#### [Excerpted text]
════════════════════
Archive for the 'Sports' Category

Immelman’s Mastery

Sunday, April 13th, 2008

South Africa has produced more than its share of great golfers. And yet Trevor Immelman’s victory in today’s Masters at Augusta National made him the first South African winner of a green jacket since the incomparable Gary Player won in 1978. This was Immelman’s tournament and Immelman’s week. He was unflappable playing from the lead and never put himself in a position where his lead was in jeopardy. Tiger Woods never got it going, and the other challengers let the moment get to them.

Sports Report: The Race Beat

Monday, March 24th, 2008

There are those who say that there is no place for politics in sport, or for sport in politics, but such people are knaves or fools. Sports and politics have always been linked, and those who decry the politicization of sport tend to have their own political axes to grind. Opposing the global boycott of South African sport during the apartheid era, for example, was itself an insertion of politics into sport. The idea that somehow boycotting sport was political but that playing games against a pariah state’s segregated sports team– that allowing sport to go on amidst people’s clear opposition to a noxious racist regime — was not represents a form of intellectual chicanery that warrants little more than scorn.

Inevitably sport reflects the societies in which it is played. Not surprisingly, then, racial transformation in South African sport is and will continue to be a contentious issue as two fundamental sides face off: One arguing that issues of race and transformation have no place on the sports fields and one asserting that the days of protecting and privileging the white minority should be long over and that conscious efforts to transform the South African sporting scene are overdue.

My own take is that the most important progress will happen at the developmental level, where sport is about far more than “merit” and winning or losing. But at the highest level there still should be a conscious effort made to field competitive, world-class teams while still pushing for inclusiveness in sports that intentionally were exclusive for decades. All things being equal, in other words, give the edge to the person who would not have been allowed on the team in the bad old days.
════════════════════
#### [Data section]
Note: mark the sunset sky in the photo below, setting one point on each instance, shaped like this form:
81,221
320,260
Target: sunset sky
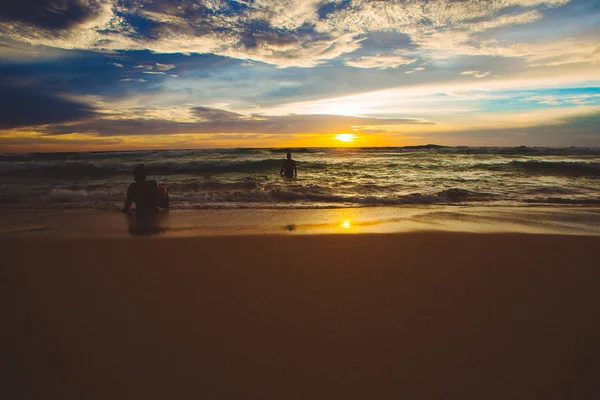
════════════════════
#### [Given request]
Repeat, word for word, the part of the sports archive between "South Africa has" and "get to them.", inclusive.

#### [Answer to this task]
South Africa has produced more than its share of great golfers. And yet Trevor Immelman’s victory in today’s Masters at Augusta National made him the first South African winner of a green jacket since the incomparable Gary Player won in 1978. This was Immelman’s tournament and Immelman’s week. He was unflappable playing from the lead and never put himself in a position where his lead was in jeopardy. Tiger Woods never got it going, and the other challengers let the moment get to them.